■ INPUT FOR THIS TASK ■

[Start of section]

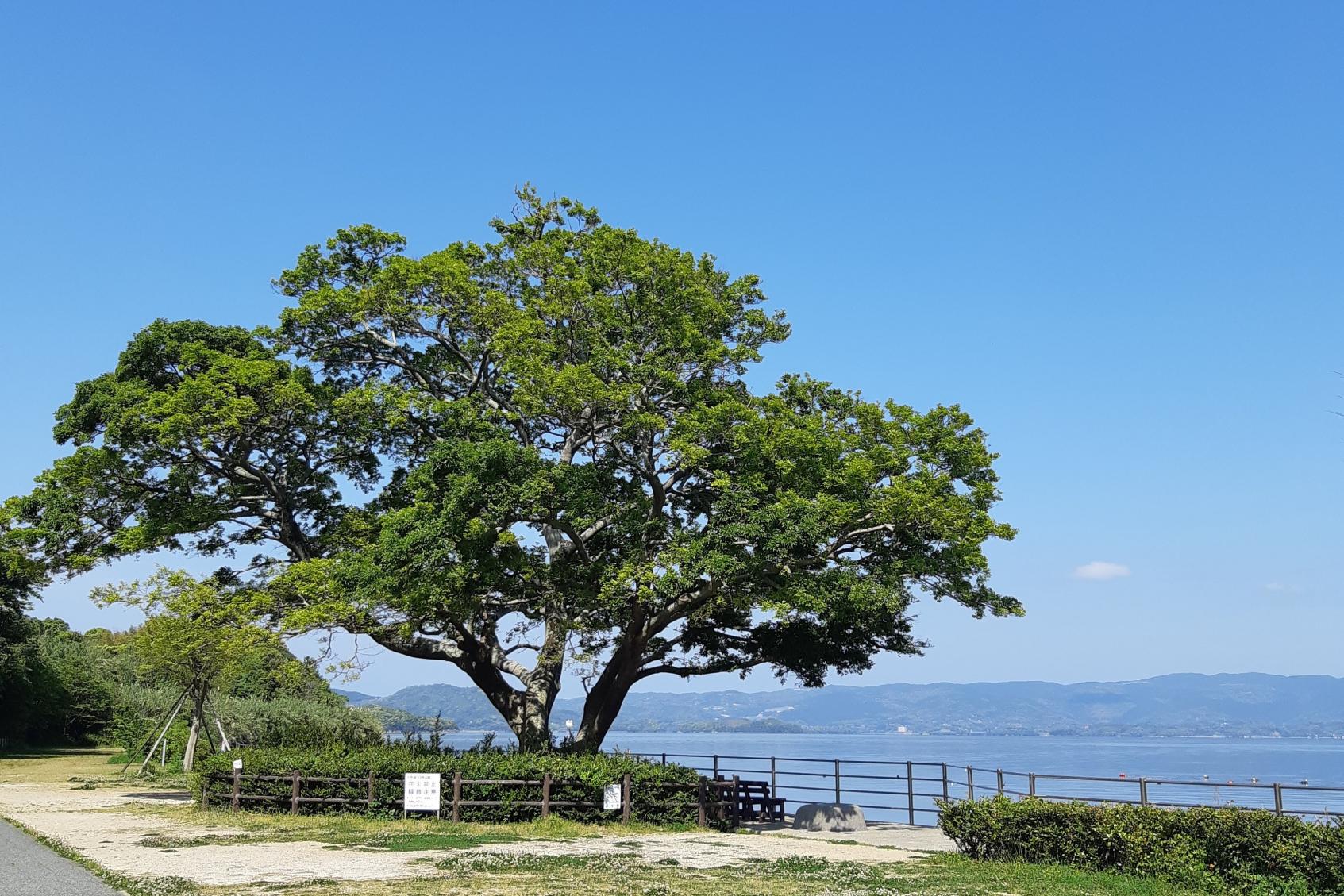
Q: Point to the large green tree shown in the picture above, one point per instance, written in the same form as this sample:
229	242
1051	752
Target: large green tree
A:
568	469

[End of section]

Using the data above, write out every line exactly, leaving the images behind.

Q: Point to the large green tree shown in the picture above, one point per instance, written in the same form as this sample:
229	242
1051	752
Target: large green tree
A:
568	469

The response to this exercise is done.